▶ **DATASET EXCERPTS**:
::::::::

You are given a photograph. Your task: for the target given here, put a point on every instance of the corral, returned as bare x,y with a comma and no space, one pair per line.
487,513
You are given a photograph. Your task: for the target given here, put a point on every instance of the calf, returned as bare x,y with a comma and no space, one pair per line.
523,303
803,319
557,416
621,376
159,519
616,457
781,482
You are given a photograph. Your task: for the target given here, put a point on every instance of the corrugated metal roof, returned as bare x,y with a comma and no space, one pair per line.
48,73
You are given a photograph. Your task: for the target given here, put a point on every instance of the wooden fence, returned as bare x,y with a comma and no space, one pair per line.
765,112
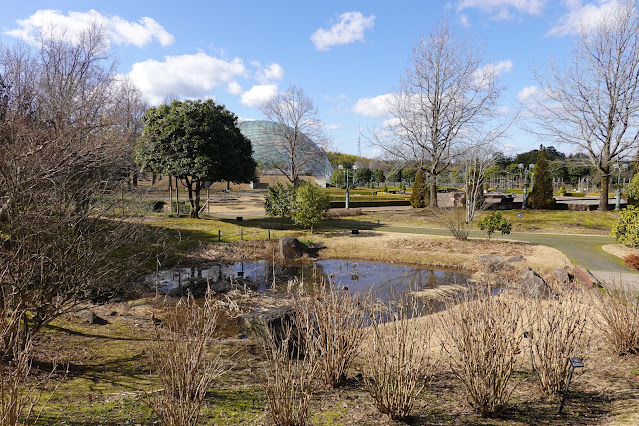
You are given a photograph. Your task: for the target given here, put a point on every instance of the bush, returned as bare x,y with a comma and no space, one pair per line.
338,321
179,355
626,229
620,312
558,331
289,377
310,205
398,360
495,222
419,197
484,343
632,260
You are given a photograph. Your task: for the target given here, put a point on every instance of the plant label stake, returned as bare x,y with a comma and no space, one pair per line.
528,335
574,363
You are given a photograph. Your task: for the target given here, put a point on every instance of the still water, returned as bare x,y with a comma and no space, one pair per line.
382,279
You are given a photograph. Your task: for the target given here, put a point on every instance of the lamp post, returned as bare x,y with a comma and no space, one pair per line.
618,197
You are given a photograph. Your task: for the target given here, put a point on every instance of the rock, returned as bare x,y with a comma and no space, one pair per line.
490,258
290,248
90,317
533,285
257,324
561,275
515,259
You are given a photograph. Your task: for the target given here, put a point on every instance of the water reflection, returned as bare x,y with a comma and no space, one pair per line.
382,278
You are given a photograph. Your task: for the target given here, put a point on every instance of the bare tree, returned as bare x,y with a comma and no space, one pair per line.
444,95
298,136
593,103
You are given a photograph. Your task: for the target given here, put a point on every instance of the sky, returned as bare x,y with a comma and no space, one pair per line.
345,55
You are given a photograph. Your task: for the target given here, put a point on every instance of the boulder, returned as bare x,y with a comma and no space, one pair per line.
290,248
533,285
515,259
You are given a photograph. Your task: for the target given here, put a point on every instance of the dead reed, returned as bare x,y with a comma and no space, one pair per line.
398,361
482,339
180,357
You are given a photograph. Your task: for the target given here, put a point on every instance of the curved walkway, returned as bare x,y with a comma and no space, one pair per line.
582,250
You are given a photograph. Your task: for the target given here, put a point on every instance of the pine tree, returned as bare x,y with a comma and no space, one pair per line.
541,196
419,198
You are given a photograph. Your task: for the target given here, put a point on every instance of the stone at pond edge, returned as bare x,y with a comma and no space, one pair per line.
490,258
532,284
290,248
91,318
561,275
257,325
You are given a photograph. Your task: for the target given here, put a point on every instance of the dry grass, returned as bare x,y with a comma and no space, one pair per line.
558,331
483,341
337,320
180,357
398,360
444,252
288,377
619,323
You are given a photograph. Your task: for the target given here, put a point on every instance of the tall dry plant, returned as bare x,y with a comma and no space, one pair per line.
181,357
558,331
619,310
336,318
398,360
483,338
289,376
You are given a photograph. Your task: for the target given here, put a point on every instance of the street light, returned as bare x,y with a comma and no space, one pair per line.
618,198
345,171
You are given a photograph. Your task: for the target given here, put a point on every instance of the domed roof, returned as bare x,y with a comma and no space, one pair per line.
271,150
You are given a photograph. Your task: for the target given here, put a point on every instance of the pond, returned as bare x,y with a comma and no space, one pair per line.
382,278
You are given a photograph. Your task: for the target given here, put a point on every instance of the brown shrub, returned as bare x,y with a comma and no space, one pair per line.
558,330
180,357
398,360
619,310
483,339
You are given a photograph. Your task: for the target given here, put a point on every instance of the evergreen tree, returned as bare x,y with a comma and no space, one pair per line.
419,198
541,196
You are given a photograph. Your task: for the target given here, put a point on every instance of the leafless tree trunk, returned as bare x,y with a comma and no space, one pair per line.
297,135
443,96
593,103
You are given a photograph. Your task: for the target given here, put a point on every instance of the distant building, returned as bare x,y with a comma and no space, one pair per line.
271,152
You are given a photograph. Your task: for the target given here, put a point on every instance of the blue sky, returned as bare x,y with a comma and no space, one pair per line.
345,55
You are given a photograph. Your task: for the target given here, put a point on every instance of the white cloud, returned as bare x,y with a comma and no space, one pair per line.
257,95
348,29
190,76
527,93
234,88
372,107
120,31
489,72
583,15
272,72
503,9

::::::::

All of the material above needs to be restated exactly, with no pictures.

▶ **COMPLETED EXERCISE**:
You are given a photograph. Your task: for the target given here, put a point on every instance of the corral, returned as bare x,y with a comma and no space, one pair per line.
487,513
You are given a photograph. Your task: for the target given here, put a point on every instance of the calf, returned as bare x,y with a comma and no space, one pair per line.
523,303
803,319
557,416
621,376
159,519
616,457
781,482
You are given a photograph. Your task: for the target given here, put a point on every instance of the corrugated metal roof, returned as bare x,y with a comma and no space, one pair per line.
48,73
You are given a photograph. Your task: for the target given here, put a point on every instance of the wooden fence, returned as bare x,y with a comma and no space, one pair per line.
765,112
You are given a photograph. Your task: for the target given here, put a point on every instance of the bush, returned as bare x,y with a comma and no space, one pair per line.
338,321
179,355
626,229
620,312
558,331
289,377
310,205
398,360
495,222
419,197
484,343
632,260
You are given a photograph. Your task: for the target given here, put a point on every instance of the plant label stake, returned as bare x,y with a comma and no space, one pair per line.
528,335
574,363
You are given a photograph. Your task: for the target given here, put a point on every instance of the still water, returned as bare x,y with a comma and no space, one pair per line.
382,279
You are given a photograph. Your task: for the target given here, put a point on every instance of the lamp post, returned as bare x,y with a comma and no space, one pair per line.
618,197
You are given a photograph. Your task: for the target given here, put a point on every instance of the rock, returned as bare x,y with a comma and no space, one pair per line.
490,258
290,248
90,317
533,285
257,324
561,275
515,259
You are given a photograph. Your task: for the target given here, put a point on every instance of the water reflection, returned as bare x,y with a comma and no space, one pair per line.
382,278
You are given a photograph. Your task: for the target given here, put a point on every instance of the bare tree, returned as bare x,y with a comma and no space, one pair per line.
444,95
298,136
593,103
You are given a photograph. Your task: for the target given here, put a point on every instance of the sky, returned as bare x,y with a comma and no space, one pair per line.
345,55
You are given a photograph. Your task: for the target given here, put a point on every instance of the boulder, returned as bare x,y with a comma and no space, one pair per line.
290,248
533,285
515,259
You are given a photograph. Your task: for the target given here, put a point on every instance of the dead reed, returned as bare x,y with a comma and no space, one pair per line.
398,361
482,339
180,357
You are given a photograph. Your task: for the target given here, put a point on every instance of the curved walkway, returned as bare x,y with a comma and no space, one pair per line.
582,250
You are given a photograph. Your task: for the target given here, put a point on every instance of the pine tree, returned as bare x,y with a comma and no space, one pair per line.
541,196
419,198
You are given a photograph. Your task: for the target given here, put a point on every instance of the stone at pond edge, returned as bare x,y with a comma and no space, one pair per line.
490,258
532,284
290,248
91,318
561,275
257,325
You are given a photograph. Your task: for the target given here, put a point on every instance of the dry grass, returned as bare x,y with a comma and no space, one pair per line.
558,331
483,341
337,320
180,357
398,360
444,252
288,377
619,323
You are given a photograph. Your task: for the target given here, put a point on every instance of the tall dry plant, returned as bare x,y with a comma and no space, one pair per line.
181,357
558,331
619,310
336,318
398,360
483,338
289,376
You are given a photograph. Your task: for the target given here, put a point on every instance of the street light, returned as bare x,y with a comma and no space, one pair per line.
618,198
345,171
You are given a photograph. Your task: for the target given here, put a point on every instance of the domed roof, returned as bare x,y with a comma and no space, one pair per line.
271,150
You are given a photograph. Your task: for the target given here, put a point on every instance of the pond, returned as bare x,y with a comma and no space, one pair per line.
382,278
You are given a photograph. Your task: for the target given here, put a point on every instance of the brown shrub, returned as bare x,y with a comma and no space, one pair per line.
558,330
180,357
398,360
619,310
483,339
You are given a photograph. Your task: for the target given here, put a point on every instance of the evergreen tree, returned as bare x,y with a comma and no space, one pair per line.
419,198
541,196
You are given a photograph. Your task: for the target given here, put a point on every instance of the leafless tree trunk, returned as bare x,y with a comma and no space, one pair per line.
297,135
443,96
593,103
You are given a photograph. Your task: for the target given here, put a point on every instance of the distant building, returned as bare x,y with a comma and no space, one pair per line.
271,152
You are given a photograph. Your task: for the target given here, put a point on every instance of the blue sky, returned as bare x,y with a comma and no space, one pair per line.
345,55
You are given a photograph. Your task: for the target given here, put a point on every instance of the white cloud, returned as bare x,y with a comma and no space, one pair per line.
257,95
348,29
190,76
527,93
234,88
372,107
120,31
489,72
583,15
272,72
503,9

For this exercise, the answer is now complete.